## Exercise
Transcribe each record below character for character.

## Available records
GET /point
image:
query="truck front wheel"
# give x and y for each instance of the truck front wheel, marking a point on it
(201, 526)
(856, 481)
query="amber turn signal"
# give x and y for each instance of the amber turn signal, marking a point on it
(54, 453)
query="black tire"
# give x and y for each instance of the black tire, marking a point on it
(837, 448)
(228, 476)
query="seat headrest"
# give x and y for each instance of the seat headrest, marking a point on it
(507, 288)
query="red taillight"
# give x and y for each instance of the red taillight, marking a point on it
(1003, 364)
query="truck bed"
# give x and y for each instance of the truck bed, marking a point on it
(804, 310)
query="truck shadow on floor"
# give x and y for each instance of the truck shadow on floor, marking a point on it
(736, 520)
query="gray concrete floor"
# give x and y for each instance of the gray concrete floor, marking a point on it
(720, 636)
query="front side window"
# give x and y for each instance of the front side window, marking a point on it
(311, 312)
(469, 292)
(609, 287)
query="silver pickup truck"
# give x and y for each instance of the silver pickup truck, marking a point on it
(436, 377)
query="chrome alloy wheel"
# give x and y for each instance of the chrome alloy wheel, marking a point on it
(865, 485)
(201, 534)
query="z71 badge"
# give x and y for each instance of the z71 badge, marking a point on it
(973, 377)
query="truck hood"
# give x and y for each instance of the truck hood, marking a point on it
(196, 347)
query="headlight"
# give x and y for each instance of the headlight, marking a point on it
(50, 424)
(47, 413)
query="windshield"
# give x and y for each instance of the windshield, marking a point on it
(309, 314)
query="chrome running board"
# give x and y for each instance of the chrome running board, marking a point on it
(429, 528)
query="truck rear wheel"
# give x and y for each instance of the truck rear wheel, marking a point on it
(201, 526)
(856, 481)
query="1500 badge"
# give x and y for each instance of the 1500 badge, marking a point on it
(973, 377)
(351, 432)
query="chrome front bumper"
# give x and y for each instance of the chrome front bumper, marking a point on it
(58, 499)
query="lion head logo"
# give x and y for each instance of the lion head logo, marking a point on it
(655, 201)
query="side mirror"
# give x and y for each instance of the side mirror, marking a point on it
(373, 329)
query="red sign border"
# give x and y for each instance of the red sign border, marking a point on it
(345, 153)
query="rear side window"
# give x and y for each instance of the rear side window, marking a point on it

## Task result
GET /point
image:
query="truck front wheel"
# give x and y for each instance of the truck front wheel, marking a point on it
(201, 526)
(856, 481)
query="amber turn signal"
# give x and y for each instance of the amber turn signal, marking a point on it
(54, 453)
query="black tire"
# give x and y for each instance of the black tire, marking a point on it
(837, 448)
(228, 476)
query="seat headrest"
# give x and y for each instance of the seat headrest, marking a point on it
(507, 288)
query="red taillight"
# give x and y for each instance of the red taillight, marking a point on it
(1003, 364)
query="truck bed"
# give x and y for each instance of the truck bed, marking a point on it
(804, 310)
query="truck shadow on floor"
# give x and y for each instance of the truck shadow on floor, marking a point on it
(736, 520)
query="gray concrete floor"
# give x and y for each instance of the gray concrete floor, marking a point on it
(720, 636)
query="front side window"
# give x and y for each instance of the front side window, marking a point on it
(311, 312)
(469, 292)
(609, 287)
query="silver pickup truck"
# give x and y for each instance of the silver pickup truck, marking a point on it
(436, 377)
query="chrome alloy wheel"
# give x and y for each instance of the chrome alloy wheel, marking a point on it
(865, 485)
(201, 534)
query="z71 badge"
# give x and y for each instance of the z71 badge, marking a point on it
(973, 377)
query="truck hood"
# give x and y for each instance of the truck hood, marking a point on it
(196, 347)
query="headlight"
# give x and y for each instance of the headlight, marking a point on it
(50, 424)
(47, 413)
query="windshield"
# give x and y for each instance of the windshield, marking a point on it
(309, 314)
query="chrome running board"
# give x and y for each instance of the chrome running board, marking a point on it
(429, 528)
query="truck rear wheel"
# give x and y for each instance of the truck rear wheel, marking a point on it
(201, 526)
(856, 481)
query="1500 badge"
# give x and y for each instance of the 1500 badge, marking a point on it
(973, 377)
(351, 432)
query="chrome front bumper"
# give x and y for each instance of the chrome front bumper, marking a point on it
(58, 499)
query="lion head logo"
# give x and y for each instance of the lion head logo, marking a point on it
(655, 201)
query="side mirror"
# give x and y for each instance of the side mirror, marking a point on it
(373, 329)
query="red sign border"
# give x and y for each instance of the red sign border, marking a point on it
(345, 153)
query="rear side window"
# give x and y for each instance of the rear side window, marking a point on it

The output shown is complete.